* **Work instructions**
Restate all entries exactly.

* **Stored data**
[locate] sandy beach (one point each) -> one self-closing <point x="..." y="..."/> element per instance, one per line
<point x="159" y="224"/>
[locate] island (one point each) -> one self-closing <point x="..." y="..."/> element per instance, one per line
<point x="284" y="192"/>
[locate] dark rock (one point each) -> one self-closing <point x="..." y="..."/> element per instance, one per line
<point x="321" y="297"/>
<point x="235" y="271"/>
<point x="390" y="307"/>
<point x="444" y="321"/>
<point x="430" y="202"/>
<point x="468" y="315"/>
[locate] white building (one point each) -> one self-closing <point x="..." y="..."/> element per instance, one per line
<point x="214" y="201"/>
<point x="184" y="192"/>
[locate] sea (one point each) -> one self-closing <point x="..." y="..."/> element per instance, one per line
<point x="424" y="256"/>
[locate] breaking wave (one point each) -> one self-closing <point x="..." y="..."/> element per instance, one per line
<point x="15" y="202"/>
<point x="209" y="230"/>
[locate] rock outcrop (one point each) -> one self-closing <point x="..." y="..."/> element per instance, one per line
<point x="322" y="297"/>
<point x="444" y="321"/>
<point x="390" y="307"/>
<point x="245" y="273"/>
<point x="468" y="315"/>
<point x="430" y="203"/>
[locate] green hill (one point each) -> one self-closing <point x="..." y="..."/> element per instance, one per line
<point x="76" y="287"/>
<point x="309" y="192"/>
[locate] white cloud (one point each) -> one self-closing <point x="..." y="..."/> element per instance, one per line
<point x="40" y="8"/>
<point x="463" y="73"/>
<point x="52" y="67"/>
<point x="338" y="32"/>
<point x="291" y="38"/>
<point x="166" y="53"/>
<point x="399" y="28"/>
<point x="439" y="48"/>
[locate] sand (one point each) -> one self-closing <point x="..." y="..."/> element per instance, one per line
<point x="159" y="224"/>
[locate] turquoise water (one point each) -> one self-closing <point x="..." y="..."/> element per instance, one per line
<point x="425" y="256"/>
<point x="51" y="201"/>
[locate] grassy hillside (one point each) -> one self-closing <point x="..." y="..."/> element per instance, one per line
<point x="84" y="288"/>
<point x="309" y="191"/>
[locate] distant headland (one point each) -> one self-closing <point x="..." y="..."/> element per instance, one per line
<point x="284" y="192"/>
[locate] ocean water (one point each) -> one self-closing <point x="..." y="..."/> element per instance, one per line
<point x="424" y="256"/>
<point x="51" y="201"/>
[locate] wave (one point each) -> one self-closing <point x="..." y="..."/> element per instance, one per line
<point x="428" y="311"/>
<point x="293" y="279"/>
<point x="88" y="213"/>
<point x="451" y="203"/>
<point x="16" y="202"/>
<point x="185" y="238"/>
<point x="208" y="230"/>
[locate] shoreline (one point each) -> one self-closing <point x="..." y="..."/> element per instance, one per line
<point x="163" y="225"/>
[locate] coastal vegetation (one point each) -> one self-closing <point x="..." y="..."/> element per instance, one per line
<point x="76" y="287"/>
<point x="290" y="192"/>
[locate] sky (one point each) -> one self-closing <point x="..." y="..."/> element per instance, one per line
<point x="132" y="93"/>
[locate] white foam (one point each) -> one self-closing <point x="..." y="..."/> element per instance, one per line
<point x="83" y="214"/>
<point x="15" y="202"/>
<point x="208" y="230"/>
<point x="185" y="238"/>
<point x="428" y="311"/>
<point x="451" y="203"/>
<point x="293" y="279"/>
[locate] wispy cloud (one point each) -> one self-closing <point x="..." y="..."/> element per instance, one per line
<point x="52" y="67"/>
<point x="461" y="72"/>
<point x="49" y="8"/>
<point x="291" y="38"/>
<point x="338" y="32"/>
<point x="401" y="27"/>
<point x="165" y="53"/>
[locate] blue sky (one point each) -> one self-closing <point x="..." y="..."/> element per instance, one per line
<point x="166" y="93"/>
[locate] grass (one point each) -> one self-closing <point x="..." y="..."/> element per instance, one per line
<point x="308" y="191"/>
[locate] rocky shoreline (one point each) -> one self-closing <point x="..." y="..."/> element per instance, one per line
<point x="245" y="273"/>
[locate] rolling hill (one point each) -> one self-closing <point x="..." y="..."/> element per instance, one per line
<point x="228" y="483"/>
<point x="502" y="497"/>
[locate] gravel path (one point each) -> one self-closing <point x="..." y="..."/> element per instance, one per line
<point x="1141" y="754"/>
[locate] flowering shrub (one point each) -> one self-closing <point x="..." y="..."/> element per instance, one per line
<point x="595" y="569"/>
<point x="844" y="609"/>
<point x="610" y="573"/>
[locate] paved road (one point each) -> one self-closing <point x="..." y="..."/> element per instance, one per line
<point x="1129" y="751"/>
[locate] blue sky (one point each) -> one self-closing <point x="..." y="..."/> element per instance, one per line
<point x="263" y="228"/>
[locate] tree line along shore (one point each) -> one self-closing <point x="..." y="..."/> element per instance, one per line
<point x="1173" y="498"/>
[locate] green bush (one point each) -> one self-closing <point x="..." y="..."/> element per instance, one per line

* **Expected answer**
[locate] sandy beach (one point each) -> one self-closing <point x="..." y="..."/> element per instance, one per line
<point x="159" y="224"/>
[locate] island (one point each) -> one self-closing <point x="..." y="..."/> element per instance, one per line
<point x="284" y="192"/>
[locate] dark rock (one point each) -> one self-closing <point x="..." y="..."/> element per instance, one per line
<point x="321" y="297"/>
<point x="235" y="271"/>
<point x="390" y="307"/>
<point x="444" y="321"/>
<point x="430" y="202"/>
<point x="468" y="315"/>
[locate] white building (one point each) -> one self-closing <point x="..." y="..."/> element per instance, one per line
<point x="214" y="201"/>
<point x="184" y="192"/>
[locate] sea (one point each) -> one self-closing <point x="..." y="..."/> element per instance, one per line
<point x="424" y="256"/>
[locate] breaking wave (one point each) -> one self-closing <point x="..." y="..."/> element per instance, one per line
<point x="15" y="202"/>
<point x="209" y="230"/>
[locate] rock outcrop (one point each) -> one self-closing <point x="..." y="..."/> element per instance, one per line
<point x="322" y="297"/>
<point x="444" y="321"/>
<point x="390" y="307"/>
<point x="245" y="273"/>
<point x="468" y="315"/>
<point x="430" y="203"/>
[locate] green hill (one point each) -> one self-closing <point x="..." y="..."/> element per instance, one per line
<point x="76" y="287"/>
<point x="309" y="192"/>
[locate] white cloud (one point each) -> one self-closing <point x="..." y="..."/> element per instance, one per line
<point x="40" y="8"/>
<point x="463" y="73"/>
<point x="52" y="67"/>
<point x="338" y="32"/>
<point x="291" y="38"/>
<point x="166" y="53"/>
<point x="399" y="28"/>
<point x="439" y="48"/>
[locate] sand (one point each) -> one self-closing <point x="..." y="..."/> element per instance, one per line
<point x="159" y="224"/>
[locate] turquoise water (one point each) -> one self-closing <point x="..." y="..."/> element per instance, one per line
<point x="425" y="256"/>
<point x="51" y="201"/>
[locate] grassy hillside (one point each) -> one self-closing <point x="..." y="..."/> element per instance, one per line
<point x="84" y="288"/>
<point x="309" y="191"/>
[locate] distant headland (one point each) -> one self-closing <point x="..." y="..."/> element per instance, one per line
<point x="284" y="192"/>
[locate] ocean water (one point each) -> one self-closing <point x="..." y="..."/> element per instance, one per line
<point x="424" y="256"/>
<point x="51" y="201"/>
[locate] wave (one point each) -> one self-closing <point x="..." y="..."/> element per instance, one per line
<point x="428" y="311"/>
<point x="293" y="279"/>
<point x="88" y="213"/>
<point x="451" y="203"/>
<point x="16" y="202"/>
<point x="185" y="238"/>
<point x="208" y="230"/>
[locate] shoreline (one point each) -> one self-closing <point x="..." y="..."/> element per instance, one per line
<point x="163" y="225"/>
[locate] coastal vegetation (one point each) -> one self-closing <point x="..." y="..."/> element per instance, one per line
<point x="76" y="287"/>
<point x="290" y="192"/>
[locate] sky (one point each) -> one self-closing <point x="..." y="..."/> element per instance, one per line
<point x="132" y="93"/>
[locate] white foam (one point each) -> one self-closing <point x="..." y="..."/> element per instance, one per line
<point x="83" y="214"/>
<point x="15" y="202"/>
<point x="208" y="230"/>
<point x="185" y="238"/>
<point x="428" y="311"/>
<point x="451" y="203"/>
<point x="293" y="279"/>
[locate] wispy cloud (one point each) -> one self-closing <point x="..." y="..."/> element per instance, one per line
<point x="52" y="67"/>
<point x="461" y="72"/>
<point x="49" y="8"/>
<point x="291" y="38"/>
<point x="338" y="32"/>
<point x="401" y="27"/>
<point x="165" y="53"/>
[locate] blue sky (one point each) -> one self-closing <point x="..." y="..."/> element per instance, one per line
<point x="166" y="93"/>
[locate] grass (one point each) -> one self-closing <point x="..." y="..."/> element per instance, one per line
<point x="308" y="191"/>
[locate] rocky shoreline (one point each) -> one self-closing <point x="..." y="..."/> element per instance, one per line
<point x="245" y="273"/>
[locate] rolling hill (one point each) -> one self-closing <point x="..." y="..."/> element per instance, one per line
<point x="228" y="483"/>
<point x="502" y="497"/>
[locate] gravel path (one point each) -> one self-closing <point x="..." y="..."/> element per instance, one per line
<point x="1141" y="754"/>
[locate] flowering shrub (one point each) -> one self-closing <point x="..." y="..."/> element per instance, one per line
<point x="595" y="569"/>
<point x="844" y="609"/>
<point x="610" y="573"/>
[locate] paved road (one point each) -> one self-closing <point x="..." y="..."/> element per instance, one per line
<point x="1129" y="751"/>
[locate] blue sky (one point each) -> one self-closing <point x="..." y="..."/> element per instance, one per line
<point x="263" y="228"/>
[locate] tree line along shore (one point each) -> one self-closing <point x="..." y="..."/> element per instance, one per line
<point x="1173" y="498"/>
[locate] green bush (one point each) -> one self-closing <point x="..." y="..."/> element per instance, one per line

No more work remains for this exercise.